Point annotation dataset records:
----------
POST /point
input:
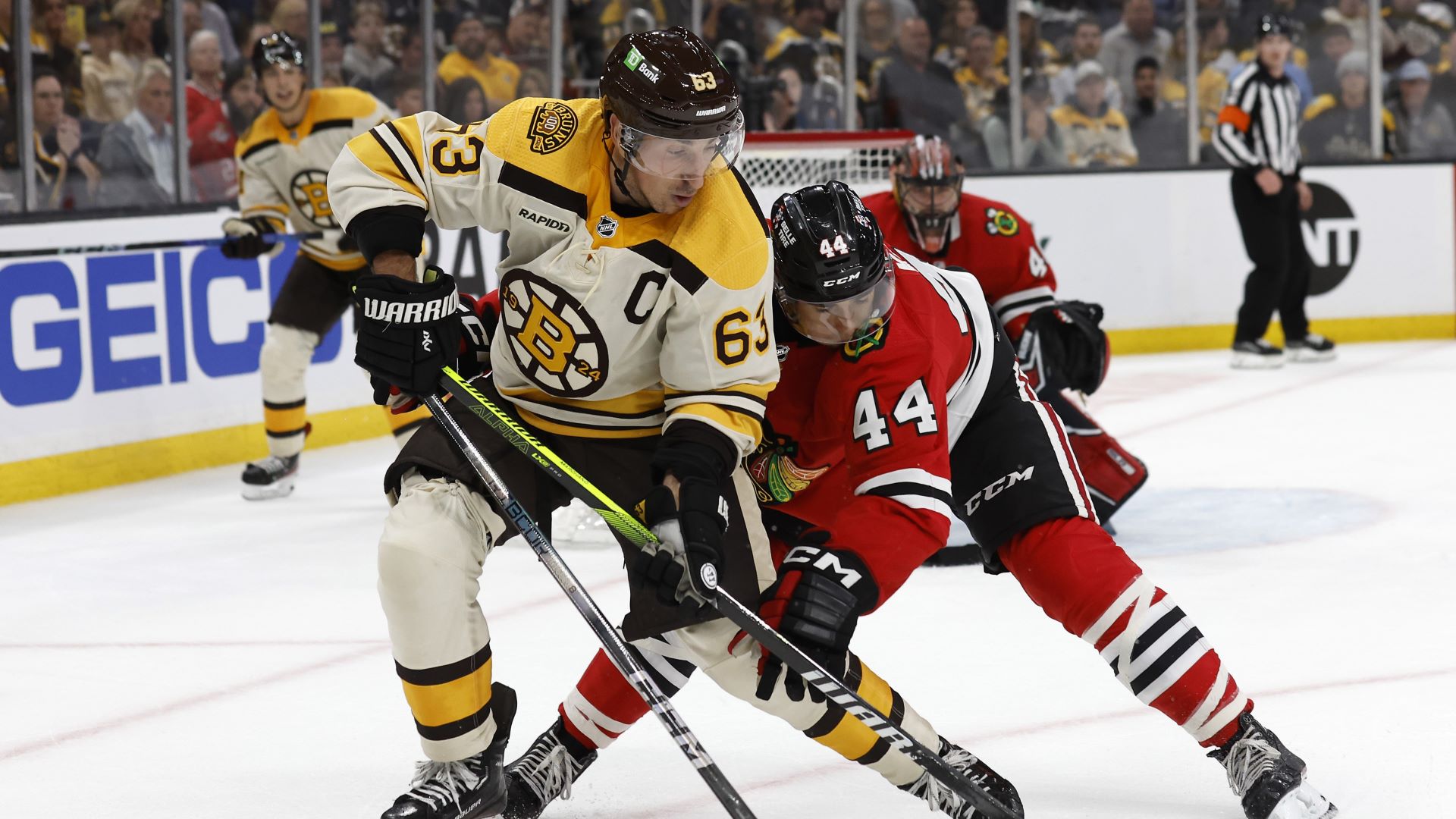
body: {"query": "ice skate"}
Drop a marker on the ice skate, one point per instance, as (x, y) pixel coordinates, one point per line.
(1257, 356)
(946, 802)
(544, 774)
(465, 789)
(271, 477)
(1313, 347)
(1269, 777)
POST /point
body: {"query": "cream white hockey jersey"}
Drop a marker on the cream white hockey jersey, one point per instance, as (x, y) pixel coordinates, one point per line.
(612, 325)
(283, 172)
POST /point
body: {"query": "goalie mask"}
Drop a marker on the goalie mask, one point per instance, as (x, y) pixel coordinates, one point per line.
(830, 271)
(676, 105)
(928, 187)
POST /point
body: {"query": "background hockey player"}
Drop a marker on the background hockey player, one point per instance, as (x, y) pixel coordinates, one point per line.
(1060, 346)
(634, 337)
(283, 162)
(881, 428)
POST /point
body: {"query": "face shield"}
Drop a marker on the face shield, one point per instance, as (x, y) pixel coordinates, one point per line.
----------
## [Stated exercise]
The material above must be printed exactly, with its pictures left out.

## [Answer to this task]
POST /point
input:
body: {"query": "ice skate"}
Drop a marker on the ice skate, one point per instance, as (x, y) pixel coordinates, one point per line.
(1257, 356)
(946, 802)
(544, 774)
(465, 789)
(271, 477)
(1313, 347)
(1269, 777)
POST /point
body: {"query": "cream white hockey jersey"}
Drop a marker on the cream white hockey jersey, one point per instance, as (x, y) pixel coordinates, one point per line.
(612, 325)
(283, 172)
POST /point
body: {"query": "goalie mask"}
Drop a marker on the goalie mask, one point per instance, as (x, y) pixel coordinates, one point per line.
(830, 271)
(676, 105)
(928, 187)
POST /point
body: {"query": "background hockey player"}
Drop a marker on the background hockey player, one point per instance, as (x, y) pixel coordinates, one point per line.
(1060, 346)
(634, 337)
(283, 162)
(881, 428)
POST /point
body: {"query": "face shield"}
Drop a marker on the face shield, one point per instance, as (x, y) pixel coordinates, one point per line.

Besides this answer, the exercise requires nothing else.